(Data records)
*** Begin section ***
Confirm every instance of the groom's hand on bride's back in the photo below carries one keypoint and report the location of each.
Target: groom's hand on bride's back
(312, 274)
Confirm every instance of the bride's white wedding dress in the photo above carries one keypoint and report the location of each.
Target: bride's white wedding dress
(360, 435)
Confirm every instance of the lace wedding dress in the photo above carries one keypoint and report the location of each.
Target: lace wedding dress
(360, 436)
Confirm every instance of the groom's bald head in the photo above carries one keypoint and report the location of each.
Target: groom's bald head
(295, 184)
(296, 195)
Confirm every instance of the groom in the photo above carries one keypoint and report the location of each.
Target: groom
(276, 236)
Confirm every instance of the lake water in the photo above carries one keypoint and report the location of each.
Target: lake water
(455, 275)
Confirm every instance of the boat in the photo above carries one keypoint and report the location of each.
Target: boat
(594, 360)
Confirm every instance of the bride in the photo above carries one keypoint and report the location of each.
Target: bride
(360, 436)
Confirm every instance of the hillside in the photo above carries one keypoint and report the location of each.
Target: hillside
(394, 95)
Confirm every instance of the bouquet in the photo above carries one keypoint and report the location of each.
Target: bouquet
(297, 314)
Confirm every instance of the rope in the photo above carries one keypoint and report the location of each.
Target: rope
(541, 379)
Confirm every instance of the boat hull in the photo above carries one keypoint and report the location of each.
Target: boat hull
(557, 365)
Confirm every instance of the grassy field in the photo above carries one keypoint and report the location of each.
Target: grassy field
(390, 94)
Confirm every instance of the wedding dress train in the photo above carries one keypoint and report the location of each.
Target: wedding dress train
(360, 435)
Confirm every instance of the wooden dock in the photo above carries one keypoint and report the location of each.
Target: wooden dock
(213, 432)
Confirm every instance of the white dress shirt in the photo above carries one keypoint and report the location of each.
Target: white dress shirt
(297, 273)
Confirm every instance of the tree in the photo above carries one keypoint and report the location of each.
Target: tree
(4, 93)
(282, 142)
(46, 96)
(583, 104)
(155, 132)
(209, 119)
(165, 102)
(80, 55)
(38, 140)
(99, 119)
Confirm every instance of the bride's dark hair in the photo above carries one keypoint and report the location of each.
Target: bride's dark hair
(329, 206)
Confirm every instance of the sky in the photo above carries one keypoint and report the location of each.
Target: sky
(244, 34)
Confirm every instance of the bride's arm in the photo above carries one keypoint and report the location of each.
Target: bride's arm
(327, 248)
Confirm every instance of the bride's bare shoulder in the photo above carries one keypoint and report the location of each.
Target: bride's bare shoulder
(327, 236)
*** End section ***
Could you transcribe all of the entries exactly, leaving nothing out?

Confirm every instance of the groom's hand on bride's back in the photo below carries one keypoint and report the location of each.
Target: groom's hand on bride's back
(312, 274)
Confirm every instance of the bride's white wedding dress in the photo above carries one keypoint and report the location of each.
Target: bride's white wedding dress
(360, 435)
Confirm every instance of the lace wedding dress in the photo above carries one keypoint and report the location of each.
Target: lace wedding dress
(360, 436)
Confirm every instance of the groom's bald head in the photo above carries one keypoint and report the location of each.
Target: groom's bald head
(295, 184)
(296, 195)
Confirm every instance of the groom in the photo above carries one keypoint and report the location of each.
Target: groom
(276, 236)
Confirm every instance of the lake water in the photo above carries one keypoint and report the location of each.
Target: lake water
(455, 275)
Confirm every instance of the boat in the photo above carries one keypoint and report the location of each.
Target: boat
(594, 360)
Confirm every instance of the bride in the photo above carries one keypoint and report the location of each.
Target: bride
(360, 436)
Confirm every instance of the hillside in the photo above carries one keypoint and report the location of each.
Target: hillside
(394, 95)
Confirm every instance of the bouquet in the photo above carries one keypoint and report the location of each.
Target: bouquet
(297, 314)
Confirm every instance of the rope in the photo above carries one keypoint and report the location of each.
Target: rope
(541, 379)
Confirm every instance of the boat hull in the photo above carries one keypoint and report the location of each.
Target: boat hull
(557, 365)
Confirm every instance of the grassy field in the photo above carries one keypoint and report the location of each.
Target: grassy field
(390, 94)
Confirm every instance of the wedding dress train in the photo above carries one keypoint and report the location of each.
Target: wedding dress train
(360, 435)
Confirm every instance of the wooden dock in the photo above carries one keypoint and report the location of each.
Target: wooden dock
(213, 432)
Confirm every instance of the white dress shirt in the photo above carries one keypoint and report the location of each.
Target: white dress shirt
(297, 273)
Confirm every instance of the tree in the photo above carries one keypoint and report the location of each.
Target: tree
(4, 93)
(282, 142)
(46, 96)
(583, 104)
(155, 132)
(209, 119)
(165, 102)
(80, 55)
(38, 140)
(99, 119)
Confirm every instance of the bride's dark hair in the photo above carries one keypoint and report the location of each.
Target: bride's dark hair
(329, 206)
Confirm every instance of the sky in the photo above carries one keypoint and report the location of each.
Target: sky
(244, 34)
Confirm every instance of the bride's arm in the photo above carries one keypoint and report the location of each.
Target: bride's arm
(327, 248)
Confirm every instance of the bride's bare shoulder in the photo above carries one keypoint and report the location of each.
Target: bride's bare shoulder
(327, 236)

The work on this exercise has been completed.